• _Exercise description_: Return every line of the items below that contains the string "headlight". Case counts.

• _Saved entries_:
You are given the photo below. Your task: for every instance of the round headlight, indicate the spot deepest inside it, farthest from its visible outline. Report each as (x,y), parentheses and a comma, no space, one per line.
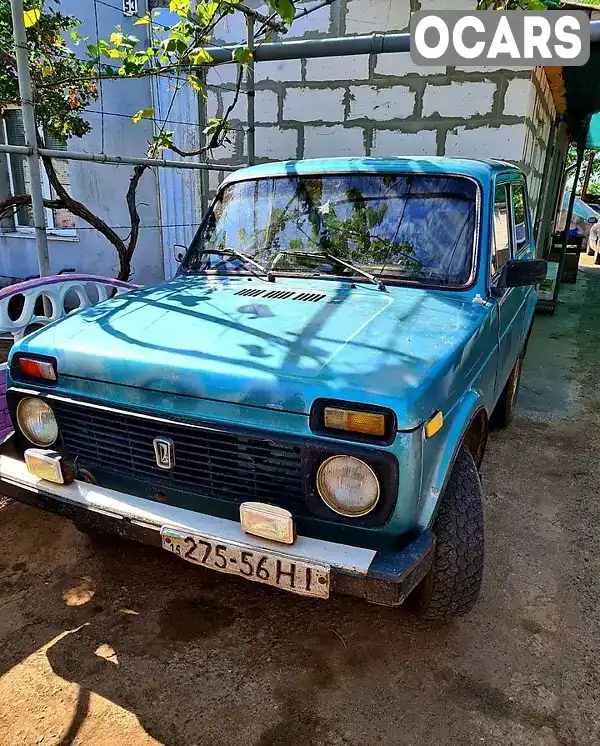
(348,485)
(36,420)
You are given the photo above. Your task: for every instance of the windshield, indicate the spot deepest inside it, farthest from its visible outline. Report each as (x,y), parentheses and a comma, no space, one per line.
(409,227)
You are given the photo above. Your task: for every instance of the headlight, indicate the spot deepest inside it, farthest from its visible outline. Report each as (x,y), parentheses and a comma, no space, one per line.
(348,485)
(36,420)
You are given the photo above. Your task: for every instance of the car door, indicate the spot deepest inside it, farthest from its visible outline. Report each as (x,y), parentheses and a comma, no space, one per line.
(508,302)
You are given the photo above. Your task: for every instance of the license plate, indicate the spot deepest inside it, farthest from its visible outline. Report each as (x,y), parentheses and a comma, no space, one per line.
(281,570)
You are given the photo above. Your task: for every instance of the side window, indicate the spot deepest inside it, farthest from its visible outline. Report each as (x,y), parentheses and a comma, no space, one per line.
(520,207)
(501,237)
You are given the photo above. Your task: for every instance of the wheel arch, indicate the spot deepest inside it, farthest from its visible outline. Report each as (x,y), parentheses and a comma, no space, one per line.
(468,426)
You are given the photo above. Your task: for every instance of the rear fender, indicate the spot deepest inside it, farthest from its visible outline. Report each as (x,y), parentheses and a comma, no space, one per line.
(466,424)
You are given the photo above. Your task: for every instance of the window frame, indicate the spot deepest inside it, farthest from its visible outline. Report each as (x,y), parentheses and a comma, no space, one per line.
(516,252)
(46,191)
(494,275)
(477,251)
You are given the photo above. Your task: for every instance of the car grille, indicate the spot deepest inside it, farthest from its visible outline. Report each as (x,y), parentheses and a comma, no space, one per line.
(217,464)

---

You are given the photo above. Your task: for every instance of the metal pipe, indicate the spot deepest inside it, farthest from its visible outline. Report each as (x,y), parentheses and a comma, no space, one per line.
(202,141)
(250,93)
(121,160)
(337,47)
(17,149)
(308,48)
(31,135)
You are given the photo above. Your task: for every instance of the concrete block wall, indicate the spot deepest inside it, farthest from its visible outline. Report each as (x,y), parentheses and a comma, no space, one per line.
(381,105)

• _Result_:
You are given the photo below. Your task: for every instance of the round headlight, indicate the spot deepest inside it, farthest from its visible outline. Report each as (x,y), parentheses and a comma, no space, one per line.
You are given the photo above. Your task: for every instance of the headlight, indicate the spot deepest inside it, farthest from its visible outline. Report each as (x,y), parentheses and a comma, no space, one per line.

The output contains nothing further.